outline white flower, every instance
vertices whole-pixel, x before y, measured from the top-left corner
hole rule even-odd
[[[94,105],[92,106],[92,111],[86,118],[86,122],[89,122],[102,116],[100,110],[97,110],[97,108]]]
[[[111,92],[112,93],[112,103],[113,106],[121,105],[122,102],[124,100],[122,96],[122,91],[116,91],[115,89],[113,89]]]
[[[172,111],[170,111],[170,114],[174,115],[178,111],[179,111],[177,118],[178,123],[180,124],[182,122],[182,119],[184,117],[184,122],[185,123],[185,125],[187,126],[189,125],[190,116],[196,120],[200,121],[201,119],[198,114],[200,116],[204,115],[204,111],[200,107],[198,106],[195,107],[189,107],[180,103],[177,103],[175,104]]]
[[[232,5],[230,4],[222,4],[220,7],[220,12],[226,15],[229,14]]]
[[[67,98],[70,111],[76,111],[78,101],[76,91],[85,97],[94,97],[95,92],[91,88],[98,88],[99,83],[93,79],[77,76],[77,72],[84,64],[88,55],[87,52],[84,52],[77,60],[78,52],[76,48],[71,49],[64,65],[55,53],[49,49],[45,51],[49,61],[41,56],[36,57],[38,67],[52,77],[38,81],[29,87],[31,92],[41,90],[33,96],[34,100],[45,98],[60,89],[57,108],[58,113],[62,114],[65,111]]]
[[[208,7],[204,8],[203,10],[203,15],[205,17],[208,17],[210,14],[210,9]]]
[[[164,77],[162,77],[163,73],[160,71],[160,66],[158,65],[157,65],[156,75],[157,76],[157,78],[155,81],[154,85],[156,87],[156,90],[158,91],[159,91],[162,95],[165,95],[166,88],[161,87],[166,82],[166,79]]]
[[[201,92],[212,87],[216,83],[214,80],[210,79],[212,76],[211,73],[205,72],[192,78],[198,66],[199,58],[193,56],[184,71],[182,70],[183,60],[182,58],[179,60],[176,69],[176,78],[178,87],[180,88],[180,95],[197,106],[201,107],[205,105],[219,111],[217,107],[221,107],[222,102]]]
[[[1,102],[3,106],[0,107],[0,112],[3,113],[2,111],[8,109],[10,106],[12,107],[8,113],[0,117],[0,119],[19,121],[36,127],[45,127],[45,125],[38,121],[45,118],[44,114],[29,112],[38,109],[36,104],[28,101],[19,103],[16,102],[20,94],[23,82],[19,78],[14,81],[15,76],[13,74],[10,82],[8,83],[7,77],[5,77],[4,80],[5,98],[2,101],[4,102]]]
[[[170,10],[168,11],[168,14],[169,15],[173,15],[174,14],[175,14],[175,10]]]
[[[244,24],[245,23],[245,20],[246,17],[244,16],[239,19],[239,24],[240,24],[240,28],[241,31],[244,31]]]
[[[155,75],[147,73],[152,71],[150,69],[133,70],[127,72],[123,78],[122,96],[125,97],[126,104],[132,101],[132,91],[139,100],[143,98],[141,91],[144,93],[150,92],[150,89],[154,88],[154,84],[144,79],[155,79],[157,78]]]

### [Written task]
The entries above must be returned in full, exactly as shown.

### [Complete output]
outline white flower, every instance
vertices whole-pixel, x before y, measured from the top-left corner
hole rule even-odd
[[[94,105],[92,106],[92,111],[86,118],[86,122],[89,122],[102,116],[100,110],[97,110],[97,108]]]
[[[111,92],[112,93],[112,103],[113,106],[121,105],[122,102],[124,100],[122,96],[122,91],[116,91],[115,89],[113,89]]]
[[[172,111],[170,111],[170,114],[174,115],[178,111],[179,111],[177,118],[178,123],[180,124],[182,122],[182,119],[184,117],[184,122],[185,123],[185,125],[187,126],[189,125],[190,116],[196,120],[200,121],[201,119],[198,114],[200,116],[204,115],[204,111],[200,107],[198,106],[195,107],[189,107],[180,103],[177,103],[175,104]]]
[[[232,5],[230,4],[222,4],[220,7],[220,12],[226,15],[229,14]]]
[[[67,98],[70,111],[76,111],[78,101],[76,91],[85,97],[94,97],[95,92],[91,88],[98,88],[99,83],[93,79],[77,76],[77,72],[84,64],[88,55],[87,52],[84,52],[77,60],[78,52],[76,48],[71,49],[64,65],[55,53],[49,49],[45,51],[49,61],[41,56],[36,57],[38,67],[52,77],[38,81],[29,87],[31,92],[41,90],[33,96],[34,100],[45,98],[60,89],[57,108],[58,113],[62,114],[65,111]]]
[[[208,7],[204,8],[203,10],[203,15],[205,17],[208,17],[210,14],[210,9]]]
[[[164,77],[162,77],[163,73],[160,71],[160,66],[158,65],[157,65],[156,75],[157,76],[157,78],[155,81],[154,85],[156,87],[156,90],[158,91],[159,91],[162,95],[165,95],[166,88],[161,87],[166,82],[166,79]]]
[[[201,92],[212,87],[216,83],[214,80],[210,79],[212,76],[211,73],[205,72],[192,78],[198,66],[199,58],[193,56],[184,71],[182,70],[183,60],[182,58],[179,60],[176,69],[176,78],[178,87],[180,88],[180,95],[197,106],[201,107],[205,105],[219,111],[217,107],[221,107],[222,102]]]
[[[1,102],[3,106],[0,107],[0,112],[3,113],[2,111],[8,109],[10,106],[12,107],[8,113],[0,117],[0,119],[19,121],[36,127],[45,127],[45,125],[38,121],[45,118],[44,114],[29,112],[38,109],[36,104],[28,101],[19,103],[16,102],[20,94],[23,82],[19,78],[14,81],[15,76],[13,74],[10,82],[8,83],[7,77],[5,77],[4,80],[5,98],[2,101],[4,102]]]
[[[170,10],[168,11],[168,14],[169,15],[173,15],[174,14],[175,14],[175,10]]]
[[[244,24],[245,23],[245,20],[246,17],[244,16],[239,19],[239,24],[240,24],[240,28],[241,31],[244,31]]]
[[[155,75],[147,73],[152,71],[150,69],[133,70],[127,72],[123,78],[122,96],[125,97],[126,104],[132,101],[132,91],[139,100],[143,98],[141,91],[144,93],[150,92],[150,89],[154,88],[154,84],[144,79],[155,79],[157,78]]]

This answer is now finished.